Task requirements —
Your output should be the line with "detect_objects — Locates the specified jacket" followed by every remaining line of the entries, reproduced exactly.

Saved entries
[Start of Attachment]

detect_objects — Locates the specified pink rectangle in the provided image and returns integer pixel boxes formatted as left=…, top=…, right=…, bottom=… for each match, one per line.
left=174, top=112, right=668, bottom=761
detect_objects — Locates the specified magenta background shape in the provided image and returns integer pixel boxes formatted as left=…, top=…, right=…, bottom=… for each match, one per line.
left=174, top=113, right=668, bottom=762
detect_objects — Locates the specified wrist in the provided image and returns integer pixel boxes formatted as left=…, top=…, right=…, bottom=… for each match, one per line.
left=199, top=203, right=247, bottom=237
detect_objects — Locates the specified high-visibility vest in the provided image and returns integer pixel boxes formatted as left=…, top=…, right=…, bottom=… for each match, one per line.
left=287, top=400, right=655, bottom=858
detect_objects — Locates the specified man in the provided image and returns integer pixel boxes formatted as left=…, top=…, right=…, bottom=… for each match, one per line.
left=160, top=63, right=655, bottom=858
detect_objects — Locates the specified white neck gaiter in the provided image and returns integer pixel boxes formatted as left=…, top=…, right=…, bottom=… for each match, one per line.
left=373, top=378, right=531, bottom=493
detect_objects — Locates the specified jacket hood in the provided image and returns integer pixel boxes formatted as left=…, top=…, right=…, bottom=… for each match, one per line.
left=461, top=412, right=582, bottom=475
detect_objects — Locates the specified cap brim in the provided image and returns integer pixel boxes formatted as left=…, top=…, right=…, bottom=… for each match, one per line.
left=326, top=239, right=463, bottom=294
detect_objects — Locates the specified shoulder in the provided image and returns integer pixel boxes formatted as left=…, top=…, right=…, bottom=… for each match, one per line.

[End of Attachment]

Solution —
detect_objects — Locates the specified jacket hood in the provided image and returns integer pixel boxes formatted as left=…, top=…, right=…, bottom=… for each match, one per line.
left=461, top=412, right=582, bottom=475
detect_objects — Locates the specified cap brim in the provided image and returns integer pixel boxes formatted as left=…, top=…, right=…, bottom=… for each match, one per line.
left=326, top=239, right=463, bottom=294
detect_objects — Locates the specified shoulder in the provided image and returns integer pixel boxes formatted as left=…, top=…, right=…, bottom=… for each match, one per line.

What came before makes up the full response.